Directions.
Return the data. Every word must match.

Entries provided.
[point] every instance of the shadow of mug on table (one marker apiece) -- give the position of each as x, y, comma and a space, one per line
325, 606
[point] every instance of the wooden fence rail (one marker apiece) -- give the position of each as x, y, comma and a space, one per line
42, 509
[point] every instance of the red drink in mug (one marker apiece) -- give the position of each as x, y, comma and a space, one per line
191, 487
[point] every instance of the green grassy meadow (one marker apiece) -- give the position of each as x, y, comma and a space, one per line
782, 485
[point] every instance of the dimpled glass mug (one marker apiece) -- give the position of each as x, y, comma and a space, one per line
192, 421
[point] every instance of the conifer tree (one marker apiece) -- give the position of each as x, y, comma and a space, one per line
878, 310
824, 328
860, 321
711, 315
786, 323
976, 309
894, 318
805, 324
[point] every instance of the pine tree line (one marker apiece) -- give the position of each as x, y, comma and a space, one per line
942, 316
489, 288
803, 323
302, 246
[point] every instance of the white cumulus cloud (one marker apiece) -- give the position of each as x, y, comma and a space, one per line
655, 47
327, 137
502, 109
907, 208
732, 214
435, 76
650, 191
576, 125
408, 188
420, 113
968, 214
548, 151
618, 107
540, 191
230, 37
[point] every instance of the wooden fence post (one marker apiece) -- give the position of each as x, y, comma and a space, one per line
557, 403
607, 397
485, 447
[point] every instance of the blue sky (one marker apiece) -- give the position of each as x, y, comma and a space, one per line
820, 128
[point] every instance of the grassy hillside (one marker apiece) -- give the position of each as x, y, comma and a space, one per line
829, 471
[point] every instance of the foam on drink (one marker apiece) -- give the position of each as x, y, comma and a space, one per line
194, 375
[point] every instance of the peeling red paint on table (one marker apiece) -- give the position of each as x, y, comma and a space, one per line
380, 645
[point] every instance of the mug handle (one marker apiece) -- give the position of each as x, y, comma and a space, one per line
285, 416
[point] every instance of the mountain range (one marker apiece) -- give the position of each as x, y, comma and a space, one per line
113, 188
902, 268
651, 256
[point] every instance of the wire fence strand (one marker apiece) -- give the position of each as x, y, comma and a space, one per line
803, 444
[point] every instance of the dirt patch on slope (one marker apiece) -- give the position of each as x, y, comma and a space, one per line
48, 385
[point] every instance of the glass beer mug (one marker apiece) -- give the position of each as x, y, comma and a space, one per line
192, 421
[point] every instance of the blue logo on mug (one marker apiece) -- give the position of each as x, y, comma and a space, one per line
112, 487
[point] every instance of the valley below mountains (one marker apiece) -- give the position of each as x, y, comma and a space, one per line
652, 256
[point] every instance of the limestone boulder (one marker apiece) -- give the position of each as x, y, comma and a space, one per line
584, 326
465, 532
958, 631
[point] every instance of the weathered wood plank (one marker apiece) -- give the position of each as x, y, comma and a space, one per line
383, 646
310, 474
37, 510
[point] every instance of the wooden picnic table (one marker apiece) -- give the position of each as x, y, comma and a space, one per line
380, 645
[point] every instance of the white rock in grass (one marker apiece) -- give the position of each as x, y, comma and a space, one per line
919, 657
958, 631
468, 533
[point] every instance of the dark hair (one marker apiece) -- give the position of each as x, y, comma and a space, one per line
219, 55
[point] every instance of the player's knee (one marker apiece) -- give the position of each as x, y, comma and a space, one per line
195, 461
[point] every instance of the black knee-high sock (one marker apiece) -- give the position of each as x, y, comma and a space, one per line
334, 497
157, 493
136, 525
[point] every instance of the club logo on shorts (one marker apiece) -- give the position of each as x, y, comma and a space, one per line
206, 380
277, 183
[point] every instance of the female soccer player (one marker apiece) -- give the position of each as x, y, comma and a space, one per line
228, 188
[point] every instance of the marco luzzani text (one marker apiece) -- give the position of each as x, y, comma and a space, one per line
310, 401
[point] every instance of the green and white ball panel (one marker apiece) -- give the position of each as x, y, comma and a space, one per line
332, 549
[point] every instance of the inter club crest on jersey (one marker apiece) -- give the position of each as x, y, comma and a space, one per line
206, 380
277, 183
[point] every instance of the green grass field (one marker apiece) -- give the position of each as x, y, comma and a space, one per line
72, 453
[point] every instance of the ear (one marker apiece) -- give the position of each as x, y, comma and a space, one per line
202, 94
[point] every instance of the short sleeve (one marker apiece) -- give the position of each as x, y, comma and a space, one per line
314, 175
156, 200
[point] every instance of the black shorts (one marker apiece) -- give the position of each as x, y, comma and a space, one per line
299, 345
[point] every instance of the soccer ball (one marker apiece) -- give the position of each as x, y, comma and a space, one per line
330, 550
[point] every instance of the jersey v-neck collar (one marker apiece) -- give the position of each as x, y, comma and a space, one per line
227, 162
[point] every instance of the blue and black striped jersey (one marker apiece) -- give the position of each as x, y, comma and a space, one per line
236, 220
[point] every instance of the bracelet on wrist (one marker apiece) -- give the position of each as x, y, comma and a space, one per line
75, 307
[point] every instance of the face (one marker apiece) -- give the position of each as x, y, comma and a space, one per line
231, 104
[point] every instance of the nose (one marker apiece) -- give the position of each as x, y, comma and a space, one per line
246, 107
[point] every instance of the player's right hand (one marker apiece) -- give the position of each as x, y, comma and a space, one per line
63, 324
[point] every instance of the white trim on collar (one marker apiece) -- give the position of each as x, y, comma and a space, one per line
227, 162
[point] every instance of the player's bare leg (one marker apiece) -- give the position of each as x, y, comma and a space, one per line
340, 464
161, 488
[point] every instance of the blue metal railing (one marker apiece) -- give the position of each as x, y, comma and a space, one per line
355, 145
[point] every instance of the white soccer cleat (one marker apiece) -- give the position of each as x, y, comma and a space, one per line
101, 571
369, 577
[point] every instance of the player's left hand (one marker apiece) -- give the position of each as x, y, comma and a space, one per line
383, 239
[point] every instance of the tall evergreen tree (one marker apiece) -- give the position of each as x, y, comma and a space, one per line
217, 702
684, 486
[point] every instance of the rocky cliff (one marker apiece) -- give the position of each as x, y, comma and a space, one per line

Response area.
[point] every instance of the shadow of mug on table (one marker apiece) -- give the position of each as x, y, comma and a space, one per line
325, 606
[point] every instance of the wooden fence rail (one marker apiece) -- give the position of each as x, y, comma and a space, one per line
42, 509
[point] every instance of the red drink in mug (one marker apiece) -- give the position of each as x, y, comma and a space, one per line
191, 487
[point] every instance of the green grassy meadow (one marker apiece) -- give the position of each as x, y, comma and a space, one per line
782, 485
[point] every instance of the dimpled glass mug (one marker apiece) -- give the position of each as x, y, comma and a space, one per line
192, 421
[point] every instance of the conifer tree (one marker apiece) -- give the position of each as x, y, comma and a space, one per line
878, 310
824, 328
860, 321
711, 315
786, 323
976, 309
894, 318
805, 324
[point] every instance of the pine tree line (one marker apiece) -- give the position of each as x, y, comma and a space, one per line
942, 316
489, 288
803, 323
302, 246
[point] every instance of the white cumulus cloud (one marker apiece) -- give the position of each as x, y, comma and a space, one per line
655, 47
327, 137
502, 109
907, 208
732, 214
435, 76
650, 191
576, 125
408, 188
420, 113
968, 214
548, 151
618, 107
540, 191
230, 37
[point] every instance of the wooden fence post (one marker apiece) -- give the position of each as x, y, comma and a space, one per line
557, 403
607, 397
485, 447
[point] every instance of the blue sky (one marker apiece) -- give the position of each as x, y, comma and a space, one per line
820, 128
[point] every instance of the grassy hillside (one marker apiece) -- give the position of each as x, y, comma and a space, one per line
829, 471
[point] every instance of the foam on drink (one marker apiece) -- give the position of each as x, y, comma and a space, one per line
194, 375
[point] every instance of the peeling red paint on table (one marker apiece) -- give the position of each as x, y, comma and a space, one per line
380, 645
[point] every instance of the mug handle (one marker apiece) -- give the position of each as x, y, comma and a space, one per line
285, 416
[point] every instance of the mountain range (one marker apiece) -- give the position of each as x, y, comma and a space, one per line
113, 188
902, 268
651, 256
[point] every instance of the wire fence strand (one marker apiece) -- give the position of each as x, y, comma and a space, one per line
803, 444
[point] every instance of the dirt patch on slope (one marker apiece) -- give the position of each as x, y, comma and a space, one per line
48, 385
[point] every instance of the glass beer mug (one marker apiece) -- give the position of each as x, y, comma and a space, one per line
192, 421
[point] every instance of the blue logo on mug (one marker apiece) -- give the position of each as x, y, comma and a space, one per line
112, 487
[point] every instance of the valley below mountains (one marker apiece) -- give the position of each as x, y, comma and a space, one per line
652, 256
[point] every instance of the limestone boulder (one marker apiece) -- give the position of each as x, y, comma and a space, one per line
584, 326
465, 532
958, 631
[point] every instance of the weathered wood plank (one marker apiece) -- give the position of each as x, y, comma and a space, one per line
383, 646
310, 474
37, 510
[point] every instance of the wooden picnic table (one marker apiece) -- give the position of each as x, y, comma and a space, one per line
380, 645
[point] every instance of the white rock in grass (one marker apiece) -- give the position of each as x, y, comma and a space, one per line
919, 657
958, 631
468, 533
[point] every instance of the dark hair (one marker apiece) -- give the position of each as x, y, comma and a space, one per line
219, 55
[point] every instance of the player's knee (one marker apiece) -- give the position of each as x, y, comma and a space, one per line
195, 461
[point] every instance of the black knee-high sock (one marker apiece) -- give the position of each as x, y, comma and a space, one per line
334, 497
157, 493
136, 525
[point] every instance of the club logo on shorts (one marker apiece) -- give the position of each as x, y, comma and a space, one per line
206, 380
277, 183
[point] every instance of the female soccer player (one marker apiece) -- give the position of each as x, y, comma and a space, one per line
228, 188
[point] every instance of the marco luzzani text (one marker apiece) -- give the position of each as x, y, comma and a space, one per line
310, 401
[point] every instance of the green and white ball panel (one marker apiece) -- give the position of each as x, y, comma and a space, one per line
332, 549
[point] every instance of the inter club crest on jersey (one marker apiece) -- give the position of each as x, y, comma and a space, one per line
206, 380
277, 183
[point] every instance of the green grass field (one marker apiece) -- give the position of each as x, y, comma and a space, one per line
72, 453
[point] every instance of the ear (one marker apiece) -- give the position of each as x, y, comma and a space, one per line
202, 94
[point] every instance of the short sleeve (one marker apiece) -- give the position of each as x, y, comma and a space, one per line
314, 175
156, 200
[point] every instance of the black shorts (one marker apiece) -- give the position of each as x, y, comma and a space, one per line
299, 345
[point] every instance of the soccer ball (one marker apiece) -- give the position of each as x, y, comma and a space, one per line
330, 550
[point] every instance of the jersey v-neck collar (one marker apiece) -- give the position of each as x, y, comma and a space, one per line
227, 162
[point] every instance of the blue and black striped jersey (one marker apiece) -- give the position of each as x, y, comma and a space, one per line
236, 220
[point] every instance of the bracelet on wrist (one marker apiece) -- give the position of each as x, y, comma and a space, one per line
75, 307
[point] every instance of the face (one marker apiece) -- give the position of each as x, y, comma and a space, one per line
231, 104
[point] every instance of the nose (one marker apiece) -- give the position of each as x, y, comma and a space, one per line
246, 107
[point] every instance of the player's right hand (one marker apiece) -- give the position of each as x, y, comma and a space, one per line
63, 324
[point] every instance of the white trim on collar (one marker apiece) -- give the position of each as x, y, comma and a space, one per line
227, 162
[point] every instance of the player's bare leg (one marker apiece) -- give the position of each as x, y, comma and a space, one per line
340, 464
161, 488
[point] every instance of the blue metal railing (one marker apiece) -- give the position of each as x, y, comma and a space, one per line
355, 145
[point] every instance of the white soccer cleat (one marker apiece) -- give the position of each as x, y, comma and a space, one per line
101, 571
369, 577
[point] every instance of the player's left hand (one marker apiece) -- give the position of each as x, y, comma and a space, one per line
383, 239
[point] every instance of the tall evergreen tree (one marker apiece) -- give the position of each as x, y, comma and a space, one per line
217, 702
684, 486
[point] every instance of the rocky cliff (one marker apiece) -- give the position of each as x, y, comma and a space, one per line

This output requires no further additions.